TEXT SHOWN:
-*-*-

Proposal for fixing dchar ranges

Tue Mar 11 11:02:26 PDT 2014

On Tue, 11 Mar 2014 13:18:46 -0400, Chris Williams  
<yoreanon-chrisw at yahoo.co.jp> wrote:

> On Tuesday, 11 March 2014 at 14:16:31 UTC, Steven Schveighoffer wrote:
>> But I would never expect any kind of indexing or slicing to use "number  
>> of code points", which clearly requires O(n) decoding to determine it's  
>> position. That would be disastrous.
>
> If the indexes put into the slice aren't by code-point, but people need  
> to use proper helper functions to convert a code-point into an index,  
> then we're basically back to where we are today.

No, where we are today is that in some cases, the language treats a char[]  
as an array of char, in other cases, it treats a char[] as a  
bi-directional dchar range.

What I'm proposing is we have a type that defines "This is what a string  
looks like," and it is consistent across all uses of the string, instead  
of the schizophrenic view we have now. I would also point out that quite a  
bit of deception and nonsense is needed to maintain that view, including  
things like assert(!hasLength!(char[]) && __traits(compiles, { char[] x;  
int y = x.length;})). The documentation for hasLength says "Tests if a  
given range has the length attribute," which is clearly a lie.

However, I want to define right here, that index is not a number of code  
points. One does not frequently get code point counts, one gets indexes.

-*-*-

GIVEN ENTRIES:
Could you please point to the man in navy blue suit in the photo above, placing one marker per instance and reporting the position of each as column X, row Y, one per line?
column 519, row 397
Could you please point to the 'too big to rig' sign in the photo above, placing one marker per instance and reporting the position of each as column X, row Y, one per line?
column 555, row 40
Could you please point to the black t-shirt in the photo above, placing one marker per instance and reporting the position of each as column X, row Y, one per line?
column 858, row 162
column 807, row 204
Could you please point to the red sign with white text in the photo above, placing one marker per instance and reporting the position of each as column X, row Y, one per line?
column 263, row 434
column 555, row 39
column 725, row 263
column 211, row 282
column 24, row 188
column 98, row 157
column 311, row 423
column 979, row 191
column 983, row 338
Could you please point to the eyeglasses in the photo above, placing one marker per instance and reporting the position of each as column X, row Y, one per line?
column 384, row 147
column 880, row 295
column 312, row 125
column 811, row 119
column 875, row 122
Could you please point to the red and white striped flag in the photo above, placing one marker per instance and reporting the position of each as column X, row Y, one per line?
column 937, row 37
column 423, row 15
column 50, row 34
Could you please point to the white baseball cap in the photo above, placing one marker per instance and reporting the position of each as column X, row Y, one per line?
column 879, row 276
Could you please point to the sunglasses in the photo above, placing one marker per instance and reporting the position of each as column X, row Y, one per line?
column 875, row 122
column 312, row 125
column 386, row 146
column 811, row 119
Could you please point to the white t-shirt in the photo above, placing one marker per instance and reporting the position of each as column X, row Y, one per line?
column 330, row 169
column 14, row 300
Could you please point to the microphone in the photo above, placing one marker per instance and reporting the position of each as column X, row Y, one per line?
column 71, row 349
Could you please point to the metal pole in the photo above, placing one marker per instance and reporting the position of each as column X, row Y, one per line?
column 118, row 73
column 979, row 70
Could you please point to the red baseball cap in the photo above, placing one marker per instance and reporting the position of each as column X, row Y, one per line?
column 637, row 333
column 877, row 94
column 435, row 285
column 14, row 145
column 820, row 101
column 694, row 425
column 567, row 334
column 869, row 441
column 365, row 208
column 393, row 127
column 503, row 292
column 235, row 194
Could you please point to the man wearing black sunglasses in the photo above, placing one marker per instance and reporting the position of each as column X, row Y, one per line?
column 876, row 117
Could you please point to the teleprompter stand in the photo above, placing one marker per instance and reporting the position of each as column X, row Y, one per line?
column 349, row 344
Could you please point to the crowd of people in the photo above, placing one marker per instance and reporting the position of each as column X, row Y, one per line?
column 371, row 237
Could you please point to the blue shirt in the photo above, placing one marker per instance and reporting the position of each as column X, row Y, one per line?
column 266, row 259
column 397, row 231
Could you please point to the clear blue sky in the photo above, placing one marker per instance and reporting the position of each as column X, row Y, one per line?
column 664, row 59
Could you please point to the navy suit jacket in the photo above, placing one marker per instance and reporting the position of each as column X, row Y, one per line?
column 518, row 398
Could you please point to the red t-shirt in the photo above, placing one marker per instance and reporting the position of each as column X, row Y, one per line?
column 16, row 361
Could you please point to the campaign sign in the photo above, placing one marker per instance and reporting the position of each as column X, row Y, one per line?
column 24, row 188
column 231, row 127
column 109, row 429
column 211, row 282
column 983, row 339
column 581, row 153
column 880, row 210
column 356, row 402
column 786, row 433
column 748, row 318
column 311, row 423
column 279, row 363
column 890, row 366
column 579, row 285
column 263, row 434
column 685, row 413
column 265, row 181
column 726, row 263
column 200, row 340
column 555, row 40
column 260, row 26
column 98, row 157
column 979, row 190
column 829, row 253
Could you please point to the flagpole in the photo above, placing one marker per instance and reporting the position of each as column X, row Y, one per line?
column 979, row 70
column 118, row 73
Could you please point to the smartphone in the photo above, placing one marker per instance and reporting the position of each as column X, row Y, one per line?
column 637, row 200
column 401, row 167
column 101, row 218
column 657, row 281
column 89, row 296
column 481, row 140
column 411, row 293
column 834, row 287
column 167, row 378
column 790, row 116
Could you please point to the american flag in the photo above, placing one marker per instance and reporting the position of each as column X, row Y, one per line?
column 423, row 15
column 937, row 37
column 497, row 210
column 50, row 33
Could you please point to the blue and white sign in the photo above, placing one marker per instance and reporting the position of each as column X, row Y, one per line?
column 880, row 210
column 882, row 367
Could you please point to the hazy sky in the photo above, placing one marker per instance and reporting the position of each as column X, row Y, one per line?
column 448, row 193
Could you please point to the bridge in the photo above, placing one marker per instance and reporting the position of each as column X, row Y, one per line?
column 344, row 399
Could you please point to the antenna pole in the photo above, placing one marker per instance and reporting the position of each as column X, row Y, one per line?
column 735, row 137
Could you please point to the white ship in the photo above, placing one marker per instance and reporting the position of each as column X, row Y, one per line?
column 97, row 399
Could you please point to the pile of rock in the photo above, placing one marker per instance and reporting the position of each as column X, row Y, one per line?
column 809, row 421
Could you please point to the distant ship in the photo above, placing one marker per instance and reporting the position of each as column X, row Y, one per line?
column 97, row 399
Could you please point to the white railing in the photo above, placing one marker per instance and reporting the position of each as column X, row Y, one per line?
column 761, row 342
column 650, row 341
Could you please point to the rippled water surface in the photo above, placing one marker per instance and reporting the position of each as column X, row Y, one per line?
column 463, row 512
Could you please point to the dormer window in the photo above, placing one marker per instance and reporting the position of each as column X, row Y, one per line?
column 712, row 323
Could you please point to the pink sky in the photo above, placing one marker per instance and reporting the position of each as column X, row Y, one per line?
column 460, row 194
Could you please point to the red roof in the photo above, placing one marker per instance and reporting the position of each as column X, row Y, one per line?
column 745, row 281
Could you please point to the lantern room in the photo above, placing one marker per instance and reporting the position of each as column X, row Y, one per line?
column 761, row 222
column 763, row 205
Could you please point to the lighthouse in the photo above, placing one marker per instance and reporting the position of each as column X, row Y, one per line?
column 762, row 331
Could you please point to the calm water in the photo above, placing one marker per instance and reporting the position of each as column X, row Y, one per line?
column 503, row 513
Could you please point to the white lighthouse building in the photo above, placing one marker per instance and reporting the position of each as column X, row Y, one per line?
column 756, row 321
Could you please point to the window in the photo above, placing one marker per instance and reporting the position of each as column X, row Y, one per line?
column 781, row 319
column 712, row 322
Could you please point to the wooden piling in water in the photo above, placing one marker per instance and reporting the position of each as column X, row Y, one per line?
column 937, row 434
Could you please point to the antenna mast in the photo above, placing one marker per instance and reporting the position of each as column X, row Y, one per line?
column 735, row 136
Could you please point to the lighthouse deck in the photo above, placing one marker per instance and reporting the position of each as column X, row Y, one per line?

-*-*-

TASK LIST:
1 > In the dchar ranges post, what does the documentation for hasLength say?
2 > Rewrite the part of the dchar ranges post that opens with the words containing "No, where we" and closes with "one gets indexes.", renaming "string" to "text".
3 > Summarize the dchar ranges post in two sentences.
The data placed after the dchar ranges post is separate material from it.

ANSWERS TO THE TASKS:
1 > "Tests if a given range has the length attribute."

2 >
No, where we are today is that in some cases, the language treats a char[]  
as an array of char, in other cases, it treats a char[] as a  
bi-directional dchar range.

What I'm proposing is we have a type that defines "This is what a text  
looks like," and it is consistent across all uses of the text, instead  
of the schizophrenic view we have now. I would also point out that quite a  
bit of deception and nonsense is needed to maintain that view, including  
things like assert(!hasLength!(char[]) && __traits(compiles, { char[] x;  
int y = x.length;})). The documentation for hasLength says "Tests if a  
given range has the length attribute," which is clearly a lie.

However, I want to define right here, that index is not a number of code  
points. One does not frequently get code point counts, one gets indexes.

3 > The language currently treats a char[] as an array of char in some cases and as a bi-directional dchar range in others, and the proposal is a type that defines what a string looks like and stays consistent across all uses. Keeping the present view requires deception such as the hasLength documentation, and an index is defined as not being a number of code points.